**EXTRACT:**

==*==

IPL Pre and Post Care

ATTENTION: TREATMENT CURRENTLY UNAVAILABLE

Pre-Treatment Care

  •  Avoid sun exposure and tanning beds for at least 4 weeks prior to your treatment.
  • Avoid applying self-tanner for 2 weeks prior to treatment.
  • Discontinue usage of any products containing Retin-A, Retinol, or Retinova, products containing glycolic or salicylic acid, or any other photo-sensitizing medication for 2 week prior your treatment.
  • Avoid alcohol for 2 days prior to treatment.
  • If possible, arrive without creams or make-up on the treatment area.
  • Avoid Dermal Fillers and Botox at least 2 weeks prior to treatment and 2 weeks after treatment.

Post-Treatment Care

  • Be careful with hot water and do not bathe with very hot water until healed.
  • Keep the area moist with Aloe Vera gel, or Aquaphor Healing Ointment until inflammation resolves and the area is healed.
  • Keep the treated area out of the sun. If sun is unavoidable, cover it or block it with SPF 40 or above for at least 4 weeks following treatment.
  • Avoid exercise that causes excessive sweating, Jacuzzi, sauna, or steam baths if any skin irritation exists
  • Keep clothing from rubbing the treated area and avoid other irritation to the area.
  • Treat the skin gently and allow the pigment to slough off naturally. Picking or scrubbing at the skin in an attempt to speed the sloughing process can lead to pigment irregularities including scarring of the skin.
  • Do not use hairspray on or around the treated area.
  • Notify the clinic should you have any prolonged redness, excessive puffiness, or other unusual side effects.

Important Facts to Remember

  • There will be redness, and occasionally, mild blistering of the treated areas lasting for several hours to 3 – 14 days.

==*==

(Stored data entries)

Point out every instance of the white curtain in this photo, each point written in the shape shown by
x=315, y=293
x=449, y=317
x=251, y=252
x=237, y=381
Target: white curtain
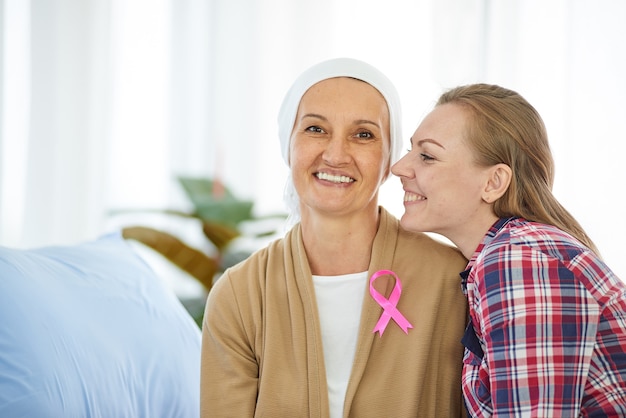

==*==

**PROBLEM SET:**
A) From the IPL care instructions, write out the passage from "ATTENTION: TREATMENT CURRENTLY" up to and including "the treatment area.".
B) According to the IPL care instructions, which activities should be avoided after treatment if any skin irritation exists? List each one.

**ANSWERS FOR EACH ITEM:**
A)
ATTENTION: TREATMENT CURRENTLY UNAVAILABLE

Pre-Treatment Care

  •  Avoid sun exposure and tanning beds for at least 4 weeks prior to your treatment.
  • Avoid applying self-tanner for 2 weeks prior to treatment.
  • Discontinue usage of any products containing Retin-A, Retinol, or Retinova, products containing glycolic or salicylic acid, or any other photo-sensitizing medication for 2 week prior your treatment.
  • Avoid alcohol for 2 days prior to treatment.
  • If possible, arrive without creams or make-up on the treatment area.

B)
- Exercise that causes excessive sweating
- Jacuzzi
- Sauna
- Steam baths